STATED EXERCISE: Copy the rows word for word, beginning with the line that contains "A point falls on each instance of the black leather" and continuing through the last row. Omit the pictures.

Data items:
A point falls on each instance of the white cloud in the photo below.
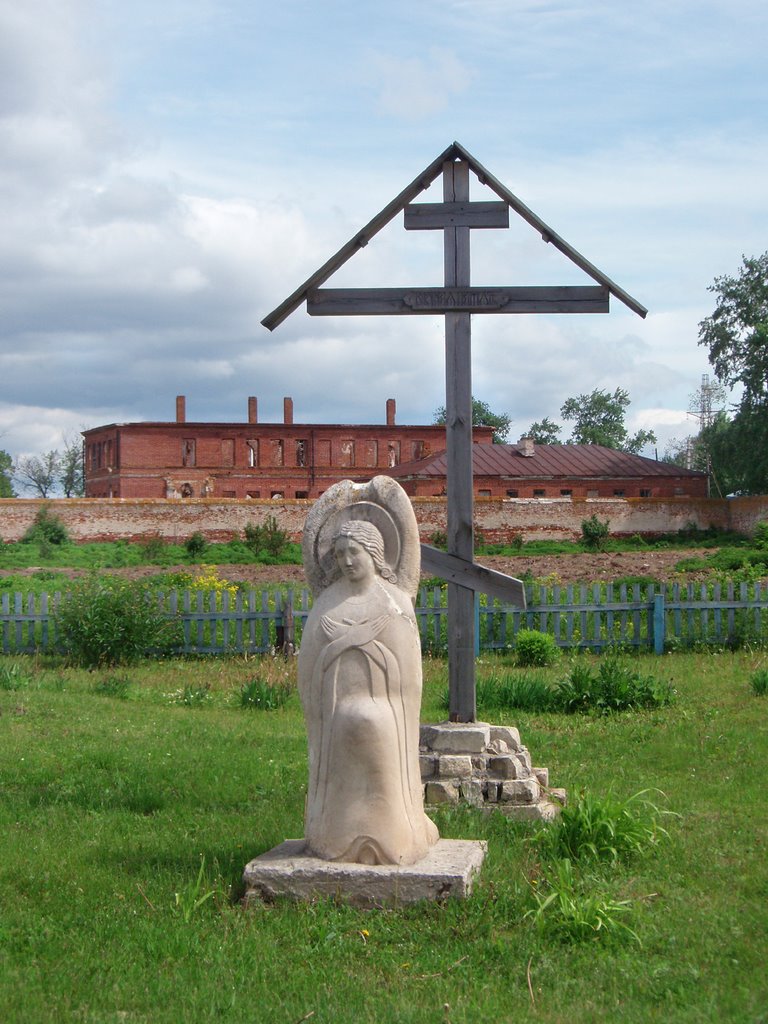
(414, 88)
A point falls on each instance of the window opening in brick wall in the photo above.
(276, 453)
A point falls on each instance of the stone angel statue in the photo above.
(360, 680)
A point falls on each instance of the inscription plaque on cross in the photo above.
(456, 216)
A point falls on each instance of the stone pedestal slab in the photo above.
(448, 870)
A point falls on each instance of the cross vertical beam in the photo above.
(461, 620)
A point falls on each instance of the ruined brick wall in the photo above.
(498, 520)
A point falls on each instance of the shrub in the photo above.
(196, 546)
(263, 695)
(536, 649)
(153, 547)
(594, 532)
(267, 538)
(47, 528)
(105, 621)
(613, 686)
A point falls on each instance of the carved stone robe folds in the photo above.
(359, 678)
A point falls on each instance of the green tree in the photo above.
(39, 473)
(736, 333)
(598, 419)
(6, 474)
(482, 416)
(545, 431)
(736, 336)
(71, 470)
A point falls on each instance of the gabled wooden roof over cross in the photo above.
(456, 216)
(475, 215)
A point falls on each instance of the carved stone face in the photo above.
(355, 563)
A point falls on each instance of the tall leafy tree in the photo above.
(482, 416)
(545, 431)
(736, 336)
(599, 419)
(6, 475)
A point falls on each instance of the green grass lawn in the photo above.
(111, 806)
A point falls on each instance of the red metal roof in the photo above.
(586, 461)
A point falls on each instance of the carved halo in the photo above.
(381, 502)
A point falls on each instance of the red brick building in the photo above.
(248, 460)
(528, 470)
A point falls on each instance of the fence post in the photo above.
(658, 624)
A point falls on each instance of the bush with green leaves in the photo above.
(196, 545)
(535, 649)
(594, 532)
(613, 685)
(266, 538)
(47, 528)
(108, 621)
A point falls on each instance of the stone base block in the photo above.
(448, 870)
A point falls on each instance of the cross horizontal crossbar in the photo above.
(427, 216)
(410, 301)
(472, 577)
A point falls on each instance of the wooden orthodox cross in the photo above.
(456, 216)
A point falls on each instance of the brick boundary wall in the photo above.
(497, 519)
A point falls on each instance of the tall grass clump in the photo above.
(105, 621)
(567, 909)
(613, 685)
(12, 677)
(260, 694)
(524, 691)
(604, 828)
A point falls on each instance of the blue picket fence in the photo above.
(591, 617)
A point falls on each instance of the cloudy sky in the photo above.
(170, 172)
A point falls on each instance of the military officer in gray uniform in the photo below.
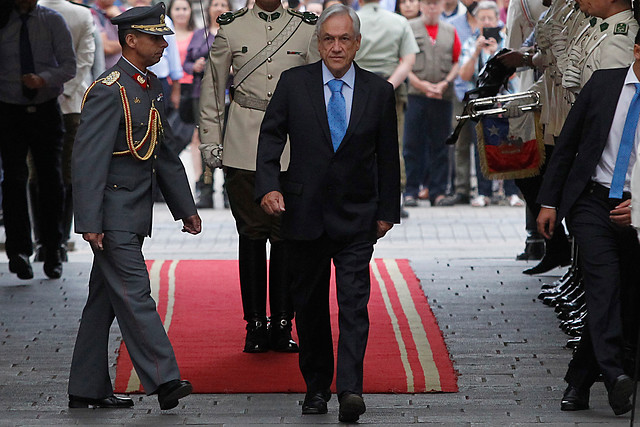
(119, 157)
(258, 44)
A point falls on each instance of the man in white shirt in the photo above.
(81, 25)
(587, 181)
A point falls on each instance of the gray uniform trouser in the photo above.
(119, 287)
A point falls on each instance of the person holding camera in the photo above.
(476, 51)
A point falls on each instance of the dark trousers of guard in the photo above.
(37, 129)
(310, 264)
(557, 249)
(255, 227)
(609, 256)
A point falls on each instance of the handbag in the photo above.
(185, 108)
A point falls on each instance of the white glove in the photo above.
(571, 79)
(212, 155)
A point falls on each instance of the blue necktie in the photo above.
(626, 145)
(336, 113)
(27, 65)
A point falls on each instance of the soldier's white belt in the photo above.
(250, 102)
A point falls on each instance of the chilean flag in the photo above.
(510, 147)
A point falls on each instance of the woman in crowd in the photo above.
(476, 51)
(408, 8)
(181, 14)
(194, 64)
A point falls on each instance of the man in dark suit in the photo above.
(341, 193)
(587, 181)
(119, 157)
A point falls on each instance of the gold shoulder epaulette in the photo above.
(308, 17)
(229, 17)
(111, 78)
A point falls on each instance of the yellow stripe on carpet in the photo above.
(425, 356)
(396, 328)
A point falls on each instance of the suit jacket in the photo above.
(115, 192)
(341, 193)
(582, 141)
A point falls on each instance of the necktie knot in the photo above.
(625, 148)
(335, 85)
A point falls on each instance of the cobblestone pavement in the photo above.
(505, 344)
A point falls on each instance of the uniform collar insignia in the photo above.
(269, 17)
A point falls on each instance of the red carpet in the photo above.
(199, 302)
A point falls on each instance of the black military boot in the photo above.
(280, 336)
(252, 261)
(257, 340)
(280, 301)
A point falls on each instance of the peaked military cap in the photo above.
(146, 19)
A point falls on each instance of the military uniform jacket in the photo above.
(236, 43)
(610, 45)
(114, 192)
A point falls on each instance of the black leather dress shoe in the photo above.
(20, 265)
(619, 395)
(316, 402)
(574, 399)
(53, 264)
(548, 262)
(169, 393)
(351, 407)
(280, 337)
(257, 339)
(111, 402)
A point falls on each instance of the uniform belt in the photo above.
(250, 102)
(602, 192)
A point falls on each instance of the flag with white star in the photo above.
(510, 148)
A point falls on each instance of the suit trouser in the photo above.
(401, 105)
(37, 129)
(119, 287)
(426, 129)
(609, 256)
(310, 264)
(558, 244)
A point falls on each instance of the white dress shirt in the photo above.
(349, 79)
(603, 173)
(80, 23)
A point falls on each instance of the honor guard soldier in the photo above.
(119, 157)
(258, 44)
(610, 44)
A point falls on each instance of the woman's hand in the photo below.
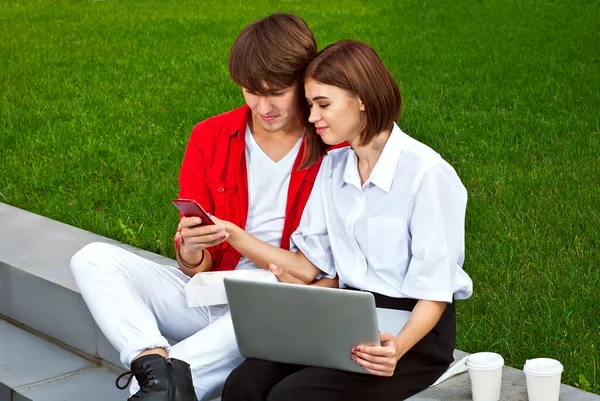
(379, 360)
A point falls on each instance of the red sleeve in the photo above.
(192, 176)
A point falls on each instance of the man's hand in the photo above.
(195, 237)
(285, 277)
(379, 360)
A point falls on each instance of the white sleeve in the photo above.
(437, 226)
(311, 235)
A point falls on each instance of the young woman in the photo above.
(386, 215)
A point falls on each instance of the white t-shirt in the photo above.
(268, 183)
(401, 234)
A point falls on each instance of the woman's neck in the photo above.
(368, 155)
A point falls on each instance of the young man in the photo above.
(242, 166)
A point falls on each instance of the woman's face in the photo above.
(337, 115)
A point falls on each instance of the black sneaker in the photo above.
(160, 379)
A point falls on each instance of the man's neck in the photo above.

SOLUTION BELOW:
A point falls on each instance of the black leather dress shoe in the photo above.
(20, 265)
(619, 395)
(316, 402)
(574, 399)
(53, 264)
(548, 262)
(169, 393)
(351, 407)
(280, 337)
(257, 339)
(111, 402)
A point falls on each instance of the uniform belt in the photo above.
(250, 102)
(602, 192)
A point falls on each instance of the flag with white star in the photo above.
(510, 148)
A point falls on each instance of the suit trouser in the photo above.
(401, 105)
(37, 129)
(119, 287)
(426, 129)
(609, 256)
(310, 264)
(558, 244)
A point falls on each instance of the white dress shirt in the photo above.
(349, 79)
(603, 173)
(80, 23)
A point falls on each instance of the honor guard soldier in the photo above.
(119, 157)
(258, 44)
(610, 44)
A point falls on each instance of the woman's hand in the photo below.
(379, 360)
A point falls on each instance of the red sleeve in the photo above.
(192, 176)
A point falls on each instance of the man's hand in the photo above.
(195, 237)
(285, 277)
(379, 360)
A point falls on each instance of the white sleeve in the photo above.
(437, 226)
(311, 235)
A point falls on each instance of the young woman in the photo above.
(386, 215)
A point falls on each instance of the white t-shirt in the photo above.
(268, 183)
(401, 234)
A point falls on each instance of the woman's neck in the photo above.
(368, 155)
A point falls on each instance of the young man in the photo above.
(242, 166)
A point falls on each instance of the woman's face in the photo above.
(337, 115)
A point falls on each instance of the black sneaker in the photo above.
(160, 379)
A point falls on each instance of the man's neck in the photo above.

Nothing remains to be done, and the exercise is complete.